Please copy the listing below line for line, leaving out the picture.

[start]

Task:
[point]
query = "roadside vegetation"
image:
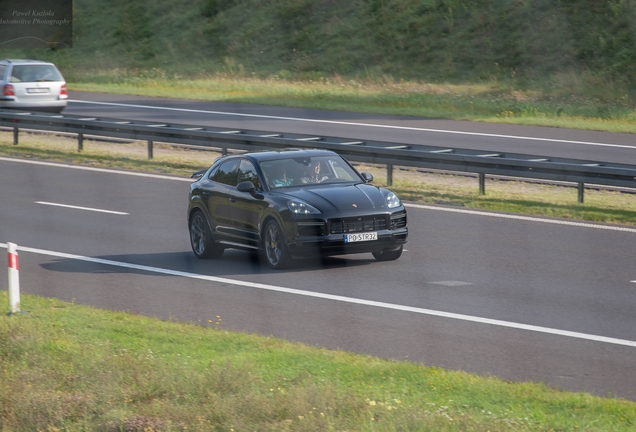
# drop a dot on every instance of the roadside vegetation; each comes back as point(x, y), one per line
point(538, 62)
point(410, 184)
point(67, 367)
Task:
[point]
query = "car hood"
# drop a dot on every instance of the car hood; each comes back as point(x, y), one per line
point(344, 198)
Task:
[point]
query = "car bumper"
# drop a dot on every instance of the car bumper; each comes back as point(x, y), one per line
point(48, 106)
point(335, 244)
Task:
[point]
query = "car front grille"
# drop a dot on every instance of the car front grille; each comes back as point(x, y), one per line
point(398, 220)
point(357, 224)
point(311, 228)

[end]

## Answer to this exercise
Task:
[point]
query = "roadside vegetation"
image:
# drop a dot on every instance of the roadside vegetation; each comes back as point(x, y), one per line
point(538, 62)
point(410, 184)
point(67, 367)
Task:
[point]
query = "car hood"
# drop a dot on every instance of the car hood; each comes back as point(x, y), one per line
point(344, 198)
Task:
[point]
query = "car bumper"
# drop a dot on every instance of the car bumper; each comes back as point(x, y), one per line
point(48, 106)
point(335, 244)
Task:
[point]
query = "car front grille"
# drop a dot on every instance of the car front grille; each comes back as point(x, y), one per line
point(398, 220)
point(357, 224)
point(311, 228)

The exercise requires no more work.